WHAT YOU HAVE TO DO
Could you copy all of the items below line for line, without changing a word, and leave out the pictures?

[Point annotation records]
+ + + +

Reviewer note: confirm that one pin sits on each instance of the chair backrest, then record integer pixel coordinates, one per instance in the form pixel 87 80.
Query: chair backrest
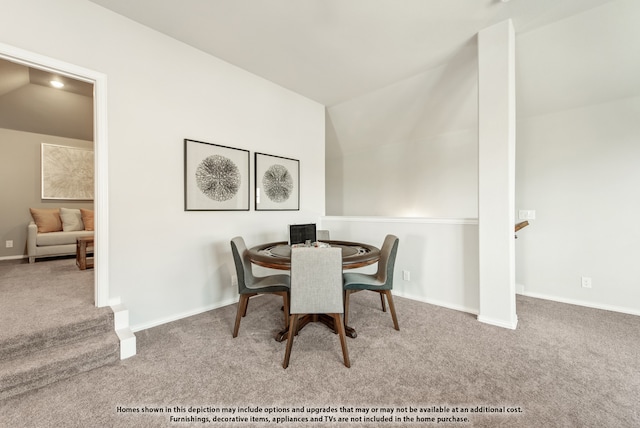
pixel 242 263
pixel 316 281
pixel 322 235
pixel 387 260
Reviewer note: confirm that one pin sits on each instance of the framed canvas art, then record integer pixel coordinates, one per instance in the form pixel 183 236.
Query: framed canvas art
pixel 216 178
pixel 277 183
pixel 67 172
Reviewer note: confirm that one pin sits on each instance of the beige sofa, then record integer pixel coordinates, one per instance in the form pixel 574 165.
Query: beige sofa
pixel 55 242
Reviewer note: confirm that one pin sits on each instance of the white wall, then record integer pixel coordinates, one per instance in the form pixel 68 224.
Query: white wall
pixel 411 150
pixel 385 149
pixel 441 256
pixel 578 156
pixel 165 262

+ + + +

ANSWER TO THE EXERCISE
Reviewer note: confirm that one pin sits on each instance of the chair backrest, then record integer pixel coordinates, one per instance in the form pixel 87 80.
Query: chair backrest
pixel 242 263
pixel 316 281
pixel 322 235
pixel 387 260
Reviewer note: confirm that one pin sits on each instance of the framed canvas art, then record integer pixel coordinates, one per instance in the form pixel 183 236.
Query: framed canvas art
pixel 216 178
pixel 277 183
pixel 67 172
Reviewer note: confirm that one pin sits on each instance of the beige sofa, then record integer pixel coordinates, one per instance in the form pixel 574 165.
Query: beige sofa
pixel 55 242
Reviewer note: confirm that one pin sits on each instance of the white wall, then record integer pixel coordinates, one per instance in the form pixel 68 224.
Query: white wall
pixel 411 150
pixel 385 149
pixel 441 256
pixel 578 156
pixel 165 262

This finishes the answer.